**Goal of the exercise**
Copy the stretch from the start of the data through the line containing "204), (58, 193)]", keeping the requests, but raise every polygon coordinate in the answers by 130. Leave the pictures out.

**Stored records**
********************
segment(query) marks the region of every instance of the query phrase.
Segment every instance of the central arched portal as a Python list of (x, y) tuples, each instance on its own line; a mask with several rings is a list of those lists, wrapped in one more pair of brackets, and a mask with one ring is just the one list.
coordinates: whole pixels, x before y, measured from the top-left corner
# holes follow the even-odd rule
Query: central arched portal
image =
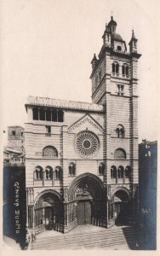
[(106, 225), (105, 195), (103, 183), (95, 175), (84, 173), (75, 178), (68, 191), (68, 200), (74, 202), (77, 225)]
[(44, 191), (35, 204), (35, 228), (63, 231), (63, 204), (58, 193)]

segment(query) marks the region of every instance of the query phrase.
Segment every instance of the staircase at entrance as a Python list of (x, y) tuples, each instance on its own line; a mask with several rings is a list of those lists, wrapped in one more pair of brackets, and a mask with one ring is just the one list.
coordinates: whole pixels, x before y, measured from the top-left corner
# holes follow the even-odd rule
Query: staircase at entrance
[(139, 249), (140, 240), (140, 232), (134, 227), (104, 229), (83, 225), (66, 234), (44, 231), (37, 236), (29, 249)]

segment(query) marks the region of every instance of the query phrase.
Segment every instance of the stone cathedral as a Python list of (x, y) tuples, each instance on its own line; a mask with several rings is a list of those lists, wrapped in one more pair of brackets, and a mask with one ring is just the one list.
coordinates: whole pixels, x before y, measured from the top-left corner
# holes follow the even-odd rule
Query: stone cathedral
[(92, 103), (29, 96), (26, 104), (31, 232), (111, 228), (136, 216), (138, 40), (133, 31), (127, 51), (112, 16), (102, 38), (91, 61)]

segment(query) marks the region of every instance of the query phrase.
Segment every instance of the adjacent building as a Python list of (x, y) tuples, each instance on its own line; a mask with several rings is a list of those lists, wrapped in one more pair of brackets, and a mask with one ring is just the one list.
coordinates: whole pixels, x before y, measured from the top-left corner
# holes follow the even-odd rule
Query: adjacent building
[(137, 39), (129, 49), (111, 16), (91, 61), (92, 103), (29, 96), (27, 227), (109, 228), (138, 208)]
[(145, 247), (157, 247), (157, 141), (143, 140), (140, 155), (140, 222), (145, 234)]
[(8, 127), (8, 144), (3, 148), (4, 166), (25, 164), (25, 136), (21, 126)]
********************
**Expected answer**
segment(query) marks the region of every instance of the query phrase.
Segment every instance of the central arched portal as a Python list of (x, y) tuples, each instance on its own line; a mask with several rings is a list of those lists, wrapped in one more pair of brackets, and a mask with one ring is just the one list.
coordinates: whole pixels, x before y, measured from the top-left corner
# holes follow the even-odd rule
Query: central arched portal
image =
[(236, 355), (235, 325), (233, 313), (225, 305), (214, 303), (205, 308), (198, 321), (198, 330), (204, 332), (207, 355)]
[(174, 321), (165, 334), (165, 358), (193, 361), (193, 334), (188, 323)]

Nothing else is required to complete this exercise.